(Beginning of INPUT RECORDS)

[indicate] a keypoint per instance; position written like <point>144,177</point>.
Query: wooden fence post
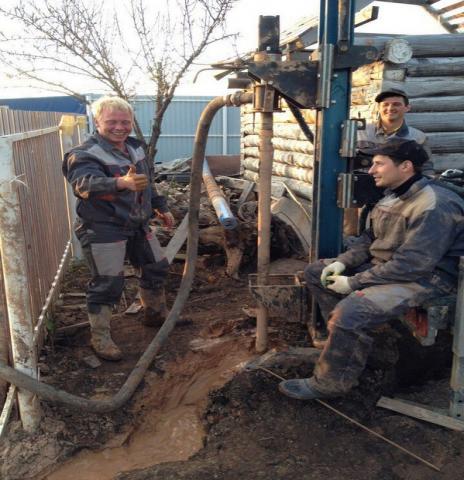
<point>16,283</point>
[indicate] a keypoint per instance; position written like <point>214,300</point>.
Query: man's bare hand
<point>166,218</point>
<point>136,182</point>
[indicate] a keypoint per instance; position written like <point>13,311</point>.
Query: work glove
<point>339,284</point>
<point>334,268</point>
<point>166,217</point>
<point>135,182</point>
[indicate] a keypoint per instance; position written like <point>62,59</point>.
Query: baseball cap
<point>392,92</point>
<point>401,150</point>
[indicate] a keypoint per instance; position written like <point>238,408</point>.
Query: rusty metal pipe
<point>50,393</point>
<point>266,153</point>
<point>220,205</point>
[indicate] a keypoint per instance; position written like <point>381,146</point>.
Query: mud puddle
<point>169,427</point>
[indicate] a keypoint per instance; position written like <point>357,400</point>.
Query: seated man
<point>409,253</point>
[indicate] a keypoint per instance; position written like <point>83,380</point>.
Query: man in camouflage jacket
<point>409,253</point>
<point>110,177</point>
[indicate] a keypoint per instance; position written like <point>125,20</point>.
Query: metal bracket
<point>285,295</point>
<point>356,189</point>
<point>293,80</point>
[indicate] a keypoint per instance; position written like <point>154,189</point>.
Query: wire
<point>352,420</point>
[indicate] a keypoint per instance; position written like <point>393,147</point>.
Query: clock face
<point>398,51</point>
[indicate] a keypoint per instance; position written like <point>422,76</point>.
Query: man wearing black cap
<point>409,253</point>
<point>393,104</point>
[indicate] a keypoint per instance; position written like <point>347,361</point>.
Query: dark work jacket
<point>418,235</point>
<point>92,169</point>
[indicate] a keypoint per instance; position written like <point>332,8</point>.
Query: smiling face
<point>387,174</point>
<point>392,110</point>
<point>114,125</point>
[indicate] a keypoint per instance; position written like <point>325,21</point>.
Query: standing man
<point>409,254</point>
<point>392,105</point>
<point>110,177</point>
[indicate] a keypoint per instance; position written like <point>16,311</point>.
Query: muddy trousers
<point>349,321</point>
<point>105,251</point>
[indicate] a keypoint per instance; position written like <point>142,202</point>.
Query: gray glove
<point>334,268</point>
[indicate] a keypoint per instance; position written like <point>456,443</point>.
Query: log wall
<point>434,80</point>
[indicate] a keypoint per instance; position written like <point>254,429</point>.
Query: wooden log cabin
<point>433,78</point>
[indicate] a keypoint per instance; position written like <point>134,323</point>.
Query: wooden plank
<point>449,8</point>
<point>365,13</point>
<point>303,189</point>
<point>437,121</point>
<point>249,187</point>
<point>290,158</point>
<point>177,240</point>
<point>442,45</point>
<point>421,412</point>
<point>443,161</point>
<point>281,169</point>
<point>429,86</point>
<point>437,104</point>
<point>7,409</point>
<point>277,189</point>
<point>446,142</point>
<point>423,67</point>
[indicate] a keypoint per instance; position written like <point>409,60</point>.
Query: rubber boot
<point>154,307</point>
<point>101,340</point>
<point>341,362</point>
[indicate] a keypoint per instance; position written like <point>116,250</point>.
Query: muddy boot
<point>154,307</point>
<point>341,361</point>
<point>337,370</point>
<point>101,340</point>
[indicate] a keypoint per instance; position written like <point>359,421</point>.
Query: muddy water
<point>170,429</point>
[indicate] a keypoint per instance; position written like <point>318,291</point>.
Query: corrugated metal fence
<point>34,230</point>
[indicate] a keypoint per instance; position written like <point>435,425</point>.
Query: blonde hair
<point>111,103</point>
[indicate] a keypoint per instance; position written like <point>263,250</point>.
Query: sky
<point>393,18</point>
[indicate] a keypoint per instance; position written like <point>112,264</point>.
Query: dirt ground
<point>198,414</point>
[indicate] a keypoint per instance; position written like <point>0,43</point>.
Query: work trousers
<point>106,248</point>
<point>351,318</point>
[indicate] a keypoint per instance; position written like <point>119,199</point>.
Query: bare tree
<point>119,47</point>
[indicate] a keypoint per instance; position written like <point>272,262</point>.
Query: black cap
<point>401,150</point>
<point>392,92</point>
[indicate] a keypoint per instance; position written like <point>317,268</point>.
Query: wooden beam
<point>408,2</point>
<point>426,67</point>
<point>437,104</point>
<point>443,161</point>
<point>428,86</point>
<point>310,35</point>
<point>442,45</point>
<point>446,142</point>
<point>7,408</point>
<point>421,412</point>
<point>450,8</point>
<point>437,121</point>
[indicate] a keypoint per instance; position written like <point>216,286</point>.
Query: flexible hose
<point>47,392</point>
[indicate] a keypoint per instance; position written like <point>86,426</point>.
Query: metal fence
<point>34,232</point>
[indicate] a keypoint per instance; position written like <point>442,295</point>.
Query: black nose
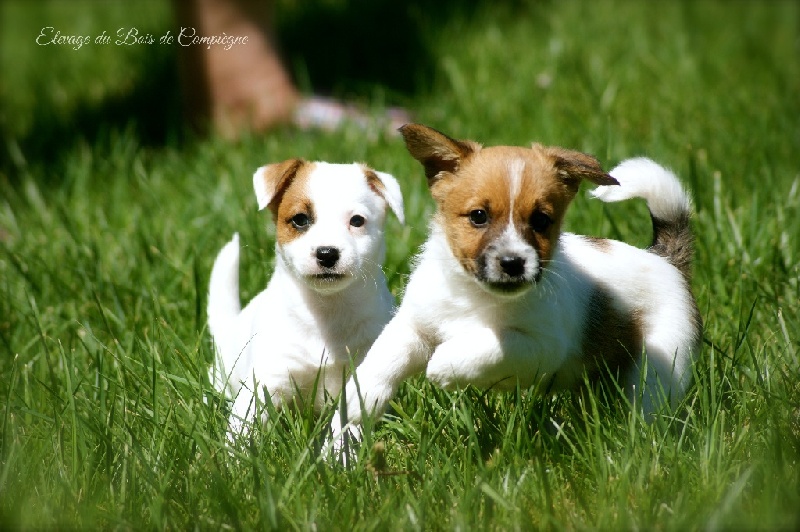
<point>327,256</point>
<point>512,266</point>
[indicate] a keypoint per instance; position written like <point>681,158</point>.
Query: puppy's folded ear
<point>387,187</point>
<point>573,166</point>
<point>271,180</point>
<point>436,151</point>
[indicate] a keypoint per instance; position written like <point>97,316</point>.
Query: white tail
<point>668,203</point>
<point>644,178</point>
<point>223,306</point>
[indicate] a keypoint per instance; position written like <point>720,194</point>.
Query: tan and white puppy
<point>327,299</point>
<point>500,297</point>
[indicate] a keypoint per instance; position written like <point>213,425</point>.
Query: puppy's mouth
<point>508,275</point>
<point>508,287</point>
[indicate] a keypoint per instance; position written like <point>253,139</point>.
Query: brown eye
<point>300,221</point>
<point>539,222</point>
<point>478,217</point>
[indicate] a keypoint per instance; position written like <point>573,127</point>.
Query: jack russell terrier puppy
<point>327,300</point>
<point>501,298</point>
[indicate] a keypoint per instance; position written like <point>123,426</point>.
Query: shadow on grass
<point>356,48</point>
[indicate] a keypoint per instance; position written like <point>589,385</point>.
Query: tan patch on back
<point>485,181</point>
<point>613,340</point>
<point>292,200</point>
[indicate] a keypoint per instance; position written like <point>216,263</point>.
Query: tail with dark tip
<point>669,206</point>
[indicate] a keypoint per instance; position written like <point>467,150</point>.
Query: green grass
<point>111,215</point>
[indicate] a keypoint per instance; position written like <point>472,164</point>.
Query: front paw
<point>442,370</point>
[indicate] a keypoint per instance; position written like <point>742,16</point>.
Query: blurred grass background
<point>111,213</point>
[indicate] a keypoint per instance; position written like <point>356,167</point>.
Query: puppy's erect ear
<point>271,180</point>
<point>572,166</point>
<point>387,187</point>
<point>436,151</point>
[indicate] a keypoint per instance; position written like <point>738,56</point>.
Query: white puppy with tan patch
<point>327,299</point>
<point>501,298</point>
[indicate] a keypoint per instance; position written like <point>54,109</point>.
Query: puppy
<point>500,297</point>
<point>327,300</point>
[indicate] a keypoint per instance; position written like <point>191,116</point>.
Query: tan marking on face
<point>293,200</point>
<point>486,180</point>
<point>613,339</point>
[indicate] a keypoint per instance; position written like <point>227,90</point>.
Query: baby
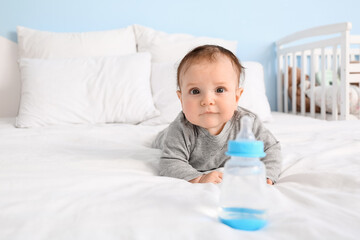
<point>194,144</point>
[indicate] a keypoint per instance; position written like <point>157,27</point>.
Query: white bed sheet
<point>100,182</point>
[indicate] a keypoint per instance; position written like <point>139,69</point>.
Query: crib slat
<point>344,91</point>
<point>312,84</point>
<point>294,85</point>
<point>334,84</point>
<point>279,84</point>
<point>323,97</point>
<point>286,79</point>
<point>302,94</point>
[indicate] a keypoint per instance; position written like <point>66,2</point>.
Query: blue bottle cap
<point>246,149</point>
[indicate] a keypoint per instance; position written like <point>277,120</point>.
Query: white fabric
<point>9,78</point>
<point>41,44</point>
<point>354,98</point>
<point>163,86</point>
<point>254,96</point>
<point>171,48</point>
<point>100,182</point>
<point>86,90</point>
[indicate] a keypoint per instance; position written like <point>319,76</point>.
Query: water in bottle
<point>243,200</point>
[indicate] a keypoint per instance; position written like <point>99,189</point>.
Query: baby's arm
<point>212,177</point>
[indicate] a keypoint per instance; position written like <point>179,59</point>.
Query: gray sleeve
<point>176,149</point>
<point>272,148</point>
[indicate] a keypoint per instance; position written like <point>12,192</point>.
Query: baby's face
<point>209,93</point>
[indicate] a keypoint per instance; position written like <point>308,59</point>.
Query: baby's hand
<point>212,177</point>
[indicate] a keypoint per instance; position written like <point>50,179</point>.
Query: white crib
<point>319,50</point>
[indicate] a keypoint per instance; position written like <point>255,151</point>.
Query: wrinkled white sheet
<point>100,182</point>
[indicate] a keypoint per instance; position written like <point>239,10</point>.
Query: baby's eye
<point>194,91</point>
<point>220,90</point>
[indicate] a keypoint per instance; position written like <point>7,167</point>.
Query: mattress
<point>101,182</point>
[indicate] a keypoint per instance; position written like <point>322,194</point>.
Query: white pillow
<point>171,48</point>
<point>254,96</point>
<point>163,86</point>
<point>354,98</point>
<point>40,44</point>
<point>86,90</point>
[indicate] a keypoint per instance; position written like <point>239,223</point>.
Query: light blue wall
<point>254,24</point>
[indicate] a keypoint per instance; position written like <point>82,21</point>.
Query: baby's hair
<point>209,53</point>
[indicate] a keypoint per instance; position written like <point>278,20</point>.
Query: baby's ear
<point>179,94</point>
<point>238,93</point>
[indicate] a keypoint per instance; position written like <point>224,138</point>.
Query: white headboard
<point>9,79</point>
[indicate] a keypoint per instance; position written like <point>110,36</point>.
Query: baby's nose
<point>208,99</point>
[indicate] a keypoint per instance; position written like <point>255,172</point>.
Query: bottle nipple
<point>246,133</point>
<point>245,144</point>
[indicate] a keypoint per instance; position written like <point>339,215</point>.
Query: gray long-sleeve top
<point>189,150</point>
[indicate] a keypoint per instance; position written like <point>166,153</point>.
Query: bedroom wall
<point>256,25</point>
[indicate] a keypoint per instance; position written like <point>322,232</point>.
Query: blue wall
<point>256,25</point>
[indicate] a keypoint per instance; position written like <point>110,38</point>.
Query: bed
<point>327,75</point>
<point>93,175</point>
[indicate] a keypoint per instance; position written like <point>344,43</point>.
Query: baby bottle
<point>243,198</point>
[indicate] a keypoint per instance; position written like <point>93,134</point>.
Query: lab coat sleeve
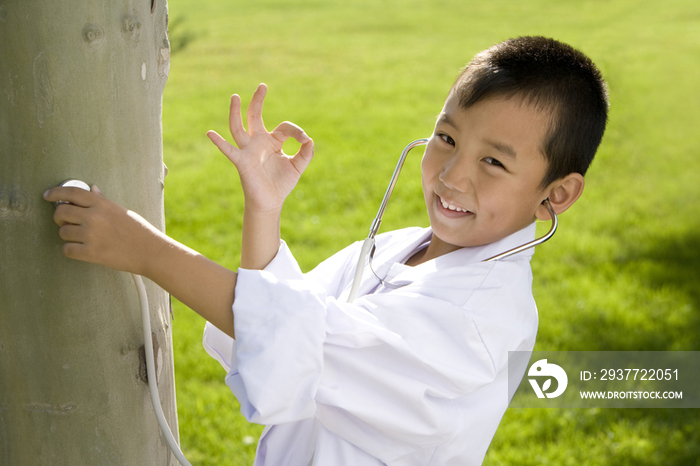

(End of INPUT RECORDS)

WHAT YOU ARE ASKED TO DO:
Could you repeat exactly the lines from the first one of the records above through the line containing "written like <point>214,300</point>.", leaving out any pictures?

ANSWER FOR THIS EXERCISE:
[indicate] a keypoint per instance; position written like <point>144,177</point>.
Query: wooden fence post
<point>16,283</point>
[indicate] a keypoint per instance; position written like <point>214,300</point>.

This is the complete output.